Un essai de Mohammed-Saâd Zemmouri)
Une contestation multiforme de la “berbèritude”
“Les genres littéraires, écrit Yves Mabin, sont universels. Certains ont leur origine dans un pays précis. L’essai est un genre d’origine française.”. Quant à l’essai doctoral de Mohammed Saâd Zemmouri, il constitue un sous-genre du premier, puisqu’il provient d’une thèse de doctorat d’Etat intitulée “Présence berbère et Nostalgie païenne dans la Littérature maghrébine de Langue française”. Il comporte une contestation explicite du fondement mythico-littéraire historisant du “mouvement culturel berbère” (la “berbéritude”), épigone innommé dans le texte de l’ancien “mouvement culturel nègre” (la “négritude”comme archétype non-dit) et dont l’introduction de l’auteur en esquisse la revendication ethnique identitaire,mythico-littéraire.
“ Le berbérisme, écrit-il, a priori est lié à l‘engagement des Berbères défendant leur identité. Cependant, nous devons souligner ici que les textes sur lesquels nous avons tavaillé ne sont pas le fait uniquement d’écrivains d’ascendance amazighe.
Certains le sont, comme le Marocain Mohammed Khaïr-Eddine et l’Algérien Nabile Farès. Driss Chraïbi, lui, est Arabe et a écrit d’une manière désintéressée sur un sujet d’actualité. Même situation pour Kateb Yacine, perçu en Algérie comme un farouche berbériste, qui a toujours entretenu l’ambiguïté sur ses origines, mais qui n’est pas à notre connaissance d’origine berbère.”
Selon cette perspective épouse curieusement les traits fondamentaux caractéristiques de son archétype culturel inavoué, “la négritude”, défini à travers cette remarque de Laurent Sabbah : “ Les deux hommes (Aimé Césaire et Léopold Sédar Senghor), accompagnés du poète guyanais Léon-Gontran Damas, créent le mouvement de la négritude. Ils affirment haut et fort la grandeur de l’histoire et de la civilisation noire face au monde occidental qui les avait jusque-là dévalorisées. Ils refusent l’existence d’une essence noire, mais veulent faire de leur identité nègre et de l’ensemble des valeurs culturelles du monde noir une source de fierté.”

Extrait d'un jeu de données:
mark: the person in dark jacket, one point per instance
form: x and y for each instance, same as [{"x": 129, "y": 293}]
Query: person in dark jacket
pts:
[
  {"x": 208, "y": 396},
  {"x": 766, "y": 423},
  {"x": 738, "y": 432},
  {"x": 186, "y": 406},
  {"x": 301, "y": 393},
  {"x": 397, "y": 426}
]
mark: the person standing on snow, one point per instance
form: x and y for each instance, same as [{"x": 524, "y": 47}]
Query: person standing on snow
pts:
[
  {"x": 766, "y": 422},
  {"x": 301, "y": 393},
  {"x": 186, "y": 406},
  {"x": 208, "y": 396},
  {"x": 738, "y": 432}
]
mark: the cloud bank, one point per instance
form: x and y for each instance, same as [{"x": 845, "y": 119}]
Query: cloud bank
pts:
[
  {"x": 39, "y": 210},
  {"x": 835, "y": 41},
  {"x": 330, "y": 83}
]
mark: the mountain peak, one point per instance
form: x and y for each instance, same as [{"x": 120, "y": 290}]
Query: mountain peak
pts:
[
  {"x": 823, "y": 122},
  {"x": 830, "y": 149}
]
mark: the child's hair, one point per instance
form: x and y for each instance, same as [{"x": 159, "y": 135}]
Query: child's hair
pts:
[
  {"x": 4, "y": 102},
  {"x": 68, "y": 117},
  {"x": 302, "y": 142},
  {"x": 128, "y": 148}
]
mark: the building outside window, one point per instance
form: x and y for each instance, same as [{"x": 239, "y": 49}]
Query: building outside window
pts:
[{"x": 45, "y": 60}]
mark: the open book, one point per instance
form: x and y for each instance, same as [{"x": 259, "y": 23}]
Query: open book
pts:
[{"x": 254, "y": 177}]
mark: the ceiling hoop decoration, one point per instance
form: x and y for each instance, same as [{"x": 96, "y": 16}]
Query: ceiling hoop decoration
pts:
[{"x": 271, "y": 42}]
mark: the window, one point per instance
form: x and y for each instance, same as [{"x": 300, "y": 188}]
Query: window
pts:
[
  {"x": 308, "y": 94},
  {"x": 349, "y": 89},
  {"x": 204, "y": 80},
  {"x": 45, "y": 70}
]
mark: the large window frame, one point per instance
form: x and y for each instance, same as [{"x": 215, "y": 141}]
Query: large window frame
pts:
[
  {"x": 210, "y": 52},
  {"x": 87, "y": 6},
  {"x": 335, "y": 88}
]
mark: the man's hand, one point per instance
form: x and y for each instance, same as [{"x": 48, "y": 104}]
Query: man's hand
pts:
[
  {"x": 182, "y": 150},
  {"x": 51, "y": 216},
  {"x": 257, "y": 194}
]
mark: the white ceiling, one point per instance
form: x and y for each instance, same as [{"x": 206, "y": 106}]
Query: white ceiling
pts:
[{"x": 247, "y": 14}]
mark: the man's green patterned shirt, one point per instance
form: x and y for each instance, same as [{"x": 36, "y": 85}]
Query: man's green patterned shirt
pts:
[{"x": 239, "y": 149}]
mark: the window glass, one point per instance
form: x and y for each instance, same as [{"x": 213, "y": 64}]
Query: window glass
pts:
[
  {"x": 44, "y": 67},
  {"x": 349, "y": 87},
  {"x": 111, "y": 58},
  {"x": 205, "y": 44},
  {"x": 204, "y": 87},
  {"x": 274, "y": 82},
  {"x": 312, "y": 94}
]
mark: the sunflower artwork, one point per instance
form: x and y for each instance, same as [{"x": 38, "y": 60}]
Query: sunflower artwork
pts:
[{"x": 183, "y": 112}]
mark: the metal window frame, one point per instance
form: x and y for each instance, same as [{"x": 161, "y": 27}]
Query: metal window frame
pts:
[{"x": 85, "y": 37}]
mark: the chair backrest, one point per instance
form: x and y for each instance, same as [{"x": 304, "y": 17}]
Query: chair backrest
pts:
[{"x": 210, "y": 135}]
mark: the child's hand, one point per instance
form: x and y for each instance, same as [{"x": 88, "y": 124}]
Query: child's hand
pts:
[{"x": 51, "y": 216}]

> OBJECTIF DE L'EXERCICE:
Recopiez fidèlement le passage du texte sur la berbéritude qui commence par « Un essai de » et se termine par « revendication ethnique identitaire,mythico-littéraire. ». Appuyez-vous uniquement sur le texte sur la berbéritude.

> CORRIGÉ DÉTAILLÉ:
Un essai de Mohammed-Saâd Zemmouri)
Une contestation multiforme de la “berbèritude”
“Les genres littéraires, écrit Yves Mabin, sont universels. Certains ont leur origine dans un pays précis. L’essai est un genre d’origine française.”. Quant à l’essai doctoral de Mohammed Saâd Zemmouri, il constitue un sous-genre du premier, puisqu’il provient d’une thèse de doctorat d’Etat intitulée “Présence berbère et Nostalgie païenne dans la Littérature maghrébine de Langue française”. Il comporte une contestation explicite du fondement mythico-littéraire historisant du “mouvement culturel berbère” (la “berbéritude”), épigone innommé dans le texte de l’ancien “mouvement culturel nègre” (la “négritude”comme archétype non-dit) et dont l’introduction de l’auteur en esquisse la revendication ethnique identitaire,mythico-littéraire.